:: Required task A ::
Decide whether each statement agrees with the Ruby issue thread below: (i) Matz says the restriction comes from an implementation limitation of CRuby; (ii) rits says sub_foo is defined in the subclass; (iii) rits says marcandre understood what Matz meant. For each, answer yes or no and quote the deciding words of the thread.

:: Page excerpt ::
= = = =
Issue #7274 has been updated by rits (First Last).


matz (Yukihiro Matsumoto) wrote:
> @rits You haven't read my message above, have you?
> 
> >It is due to implementation limitation of CRuby.
> >
> >The structure of instances of subclass (TT_XXX) may be different from superclasses.
> >In that case, the C implemented methods would crash.
> >
> >So we prohibit them conservatively.
> 
> Matz.

Neither I nor marcandre understood what you were alluding to and asked for a clarification, but you just repeated without clarifying.

You appear to be saying, and please correct if that's wrong, that a method from a subclass can not safely be bound to an instance of a superclass.  If so, please note, that is not what's being suggested. sub_foo, from the original example, is a method that is defined in the superclass, not the subclass.

----------------------------------------
Feature #7274: UnboundMethods should be bindable  to any object that is_a?(owner of the UnboundMethod)
= = = =
(Pointing records)
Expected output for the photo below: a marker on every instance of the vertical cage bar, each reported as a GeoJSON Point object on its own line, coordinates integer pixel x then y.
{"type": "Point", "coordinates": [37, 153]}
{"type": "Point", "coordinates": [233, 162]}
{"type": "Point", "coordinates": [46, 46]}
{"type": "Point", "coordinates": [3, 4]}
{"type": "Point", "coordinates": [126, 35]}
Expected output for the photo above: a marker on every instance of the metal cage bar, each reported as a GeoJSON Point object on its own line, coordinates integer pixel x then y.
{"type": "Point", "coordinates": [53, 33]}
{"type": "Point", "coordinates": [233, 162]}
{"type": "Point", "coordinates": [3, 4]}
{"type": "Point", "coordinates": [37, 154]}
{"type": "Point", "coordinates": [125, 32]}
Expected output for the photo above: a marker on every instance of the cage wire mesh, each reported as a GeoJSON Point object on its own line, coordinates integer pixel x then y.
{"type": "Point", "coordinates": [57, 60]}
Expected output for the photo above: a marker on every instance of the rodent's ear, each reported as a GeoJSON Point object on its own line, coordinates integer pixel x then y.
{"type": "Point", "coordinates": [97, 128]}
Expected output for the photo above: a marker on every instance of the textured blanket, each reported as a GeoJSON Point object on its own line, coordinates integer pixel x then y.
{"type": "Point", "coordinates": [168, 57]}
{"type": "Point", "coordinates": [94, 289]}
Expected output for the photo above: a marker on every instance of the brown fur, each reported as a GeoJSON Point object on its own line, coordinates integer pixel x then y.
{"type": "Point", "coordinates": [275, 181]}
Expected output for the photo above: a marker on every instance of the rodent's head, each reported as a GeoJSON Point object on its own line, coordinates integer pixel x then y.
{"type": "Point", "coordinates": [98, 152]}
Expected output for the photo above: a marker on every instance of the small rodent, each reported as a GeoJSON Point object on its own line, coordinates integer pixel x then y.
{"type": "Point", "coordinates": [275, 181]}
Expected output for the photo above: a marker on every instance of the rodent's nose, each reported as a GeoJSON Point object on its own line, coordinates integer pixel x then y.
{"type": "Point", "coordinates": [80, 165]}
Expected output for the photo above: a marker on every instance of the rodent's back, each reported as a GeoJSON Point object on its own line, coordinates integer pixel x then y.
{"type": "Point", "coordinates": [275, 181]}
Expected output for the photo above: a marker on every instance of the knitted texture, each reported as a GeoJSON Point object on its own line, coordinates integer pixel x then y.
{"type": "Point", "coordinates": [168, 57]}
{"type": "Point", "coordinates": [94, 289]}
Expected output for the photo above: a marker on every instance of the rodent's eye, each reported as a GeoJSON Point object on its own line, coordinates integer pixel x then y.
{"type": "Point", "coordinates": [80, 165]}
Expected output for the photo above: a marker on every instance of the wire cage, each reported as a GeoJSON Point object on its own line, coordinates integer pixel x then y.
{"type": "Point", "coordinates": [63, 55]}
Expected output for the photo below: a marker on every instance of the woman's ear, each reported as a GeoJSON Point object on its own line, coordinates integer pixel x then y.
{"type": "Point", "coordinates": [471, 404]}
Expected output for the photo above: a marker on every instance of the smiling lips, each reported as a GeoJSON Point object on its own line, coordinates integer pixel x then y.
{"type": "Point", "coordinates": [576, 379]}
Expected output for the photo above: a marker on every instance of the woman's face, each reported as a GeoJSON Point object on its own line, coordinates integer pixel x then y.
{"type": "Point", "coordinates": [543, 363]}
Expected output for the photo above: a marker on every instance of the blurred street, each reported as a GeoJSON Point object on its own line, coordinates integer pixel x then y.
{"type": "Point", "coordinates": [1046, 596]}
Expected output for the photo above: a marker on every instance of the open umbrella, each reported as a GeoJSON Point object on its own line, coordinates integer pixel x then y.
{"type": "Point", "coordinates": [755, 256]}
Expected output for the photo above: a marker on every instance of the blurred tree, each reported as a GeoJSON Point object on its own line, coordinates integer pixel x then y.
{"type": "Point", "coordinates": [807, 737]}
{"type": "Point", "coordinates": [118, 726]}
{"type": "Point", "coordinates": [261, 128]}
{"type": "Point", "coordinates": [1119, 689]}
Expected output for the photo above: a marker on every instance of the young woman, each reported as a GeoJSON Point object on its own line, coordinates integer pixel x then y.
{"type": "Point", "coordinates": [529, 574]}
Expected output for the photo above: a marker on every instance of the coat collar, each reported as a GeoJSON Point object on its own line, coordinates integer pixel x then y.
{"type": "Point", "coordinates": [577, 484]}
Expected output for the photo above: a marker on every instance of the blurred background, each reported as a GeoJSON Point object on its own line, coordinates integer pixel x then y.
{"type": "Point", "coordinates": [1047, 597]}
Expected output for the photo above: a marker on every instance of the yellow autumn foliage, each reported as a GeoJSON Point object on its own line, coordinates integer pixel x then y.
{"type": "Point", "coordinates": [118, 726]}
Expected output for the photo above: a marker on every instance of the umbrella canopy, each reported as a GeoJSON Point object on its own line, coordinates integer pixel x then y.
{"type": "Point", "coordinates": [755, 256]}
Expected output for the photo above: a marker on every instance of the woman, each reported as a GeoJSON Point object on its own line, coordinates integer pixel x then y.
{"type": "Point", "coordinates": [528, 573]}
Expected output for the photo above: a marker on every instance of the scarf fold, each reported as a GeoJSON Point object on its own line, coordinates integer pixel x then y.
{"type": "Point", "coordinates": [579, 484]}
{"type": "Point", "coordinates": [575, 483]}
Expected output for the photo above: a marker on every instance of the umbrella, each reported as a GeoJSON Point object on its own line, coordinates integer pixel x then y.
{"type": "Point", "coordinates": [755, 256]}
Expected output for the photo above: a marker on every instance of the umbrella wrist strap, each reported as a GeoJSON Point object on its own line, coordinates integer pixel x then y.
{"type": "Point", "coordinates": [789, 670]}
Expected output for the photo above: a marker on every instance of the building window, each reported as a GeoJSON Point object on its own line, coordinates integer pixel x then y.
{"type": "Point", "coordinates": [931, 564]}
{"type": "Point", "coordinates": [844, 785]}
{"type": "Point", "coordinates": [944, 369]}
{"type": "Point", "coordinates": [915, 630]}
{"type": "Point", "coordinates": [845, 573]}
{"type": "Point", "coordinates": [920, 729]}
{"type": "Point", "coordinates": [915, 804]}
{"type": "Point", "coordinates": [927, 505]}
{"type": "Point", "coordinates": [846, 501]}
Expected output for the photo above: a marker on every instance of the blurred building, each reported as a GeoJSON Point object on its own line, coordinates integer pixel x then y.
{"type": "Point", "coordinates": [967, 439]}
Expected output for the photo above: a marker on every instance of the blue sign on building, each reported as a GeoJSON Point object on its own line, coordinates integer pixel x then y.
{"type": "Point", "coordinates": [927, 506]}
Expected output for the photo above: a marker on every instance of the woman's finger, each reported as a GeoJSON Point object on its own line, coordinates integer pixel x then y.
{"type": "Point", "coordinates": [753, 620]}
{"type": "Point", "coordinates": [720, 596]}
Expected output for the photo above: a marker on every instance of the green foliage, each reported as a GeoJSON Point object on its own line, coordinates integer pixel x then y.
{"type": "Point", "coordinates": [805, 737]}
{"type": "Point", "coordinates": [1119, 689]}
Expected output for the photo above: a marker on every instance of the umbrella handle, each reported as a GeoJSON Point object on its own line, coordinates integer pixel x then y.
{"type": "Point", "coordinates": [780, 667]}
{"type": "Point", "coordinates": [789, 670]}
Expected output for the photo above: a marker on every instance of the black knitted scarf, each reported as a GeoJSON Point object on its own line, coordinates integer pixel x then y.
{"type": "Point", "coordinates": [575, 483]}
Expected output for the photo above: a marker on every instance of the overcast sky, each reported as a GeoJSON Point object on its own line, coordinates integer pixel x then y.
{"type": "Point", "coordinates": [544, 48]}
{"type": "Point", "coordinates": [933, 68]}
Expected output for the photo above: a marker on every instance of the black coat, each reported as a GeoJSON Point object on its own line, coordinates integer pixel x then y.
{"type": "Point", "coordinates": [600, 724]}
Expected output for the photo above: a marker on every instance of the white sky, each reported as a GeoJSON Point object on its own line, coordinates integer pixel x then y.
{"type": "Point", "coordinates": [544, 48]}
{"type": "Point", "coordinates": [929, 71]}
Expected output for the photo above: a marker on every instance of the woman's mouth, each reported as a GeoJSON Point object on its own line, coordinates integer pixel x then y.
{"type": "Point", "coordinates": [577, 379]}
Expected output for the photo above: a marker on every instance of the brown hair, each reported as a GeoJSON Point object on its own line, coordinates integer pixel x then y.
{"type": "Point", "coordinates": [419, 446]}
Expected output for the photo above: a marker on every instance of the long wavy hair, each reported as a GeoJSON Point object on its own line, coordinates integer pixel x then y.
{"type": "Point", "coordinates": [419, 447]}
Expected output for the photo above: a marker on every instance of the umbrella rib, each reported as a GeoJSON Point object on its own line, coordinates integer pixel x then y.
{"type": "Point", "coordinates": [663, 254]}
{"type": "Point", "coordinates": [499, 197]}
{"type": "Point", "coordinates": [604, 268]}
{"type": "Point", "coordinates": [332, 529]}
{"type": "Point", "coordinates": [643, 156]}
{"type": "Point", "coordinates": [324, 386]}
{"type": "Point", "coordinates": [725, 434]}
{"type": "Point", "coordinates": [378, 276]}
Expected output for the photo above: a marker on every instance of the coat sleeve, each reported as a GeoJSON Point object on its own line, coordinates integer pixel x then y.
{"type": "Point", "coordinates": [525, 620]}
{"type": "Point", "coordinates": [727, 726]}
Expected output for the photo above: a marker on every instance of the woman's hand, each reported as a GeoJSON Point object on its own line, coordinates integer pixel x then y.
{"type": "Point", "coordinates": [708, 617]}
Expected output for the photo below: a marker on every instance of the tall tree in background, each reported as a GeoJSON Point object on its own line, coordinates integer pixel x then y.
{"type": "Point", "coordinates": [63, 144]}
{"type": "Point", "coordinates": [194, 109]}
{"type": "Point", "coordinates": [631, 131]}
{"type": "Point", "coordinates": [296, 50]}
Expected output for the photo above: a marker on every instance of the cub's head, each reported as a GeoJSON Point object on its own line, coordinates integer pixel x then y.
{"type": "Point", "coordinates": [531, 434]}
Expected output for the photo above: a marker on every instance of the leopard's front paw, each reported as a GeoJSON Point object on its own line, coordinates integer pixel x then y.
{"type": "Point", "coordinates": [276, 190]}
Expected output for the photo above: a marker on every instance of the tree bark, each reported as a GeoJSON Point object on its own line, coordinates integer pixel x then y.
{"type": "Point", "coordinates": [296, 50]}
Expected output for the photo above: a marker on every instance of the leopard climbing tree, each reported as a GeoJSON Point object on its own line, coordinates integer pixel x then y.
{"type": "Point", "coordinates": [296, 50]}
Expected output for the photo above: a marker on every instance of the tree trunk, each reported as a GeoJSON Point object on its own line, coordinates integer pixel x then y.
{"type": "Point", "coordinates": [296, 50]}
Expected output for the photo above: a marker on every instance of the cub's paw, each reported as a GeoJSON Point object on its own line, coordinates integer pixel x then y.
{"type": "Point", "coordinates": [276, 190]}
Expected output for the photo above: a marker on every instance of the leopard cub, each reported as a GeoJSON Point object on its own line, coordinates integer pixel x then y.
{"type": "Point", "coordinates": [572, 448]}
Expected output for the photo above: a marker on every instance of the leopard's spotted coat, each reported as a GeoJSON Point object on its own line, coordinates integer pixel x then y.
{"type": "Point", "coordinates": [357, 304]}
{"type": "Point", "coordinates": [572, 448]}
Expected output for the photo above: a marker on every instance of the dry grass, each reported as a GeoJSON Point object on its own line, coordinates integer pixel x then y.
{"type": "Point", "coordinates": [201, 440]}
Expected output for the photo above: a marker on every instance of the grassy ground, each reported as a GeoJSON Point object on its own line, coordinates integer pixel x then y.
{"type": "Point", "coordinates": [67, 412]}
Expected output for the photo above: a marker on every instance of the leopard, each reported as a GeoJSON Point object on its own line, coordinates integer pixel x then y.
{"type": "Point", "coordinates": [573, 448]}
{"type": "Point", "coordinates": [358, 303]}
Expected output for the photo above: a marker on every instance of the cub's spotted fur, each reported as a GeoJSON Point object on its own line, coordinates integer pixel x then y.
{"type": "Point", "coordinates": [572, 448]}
= = = =
:: Required task B ::
Gather every line of the records above that contains the word "head".

:: Complete answer A ::
(i) Yes: "It is due to implementation limitation of CRuby."
(ii) No: "sub_foo, from the original example, is a method that is defined in the superclass, not the subclass."
(iii) No: "Neither I nor marcandre understood what you were alluding to and asked for a clarification"

:: Complete answer B ::
Expected output for the photo above: a marker on every instance of the rodent's head, each reported as a GeoJSON Point object on its own line, coordinates integer pixel x then y.
Expected output for the photo above: a marker on every instance of the cub's head, each reported as a GeoJSON Point object on its own line, coordinates integer pixel x then y.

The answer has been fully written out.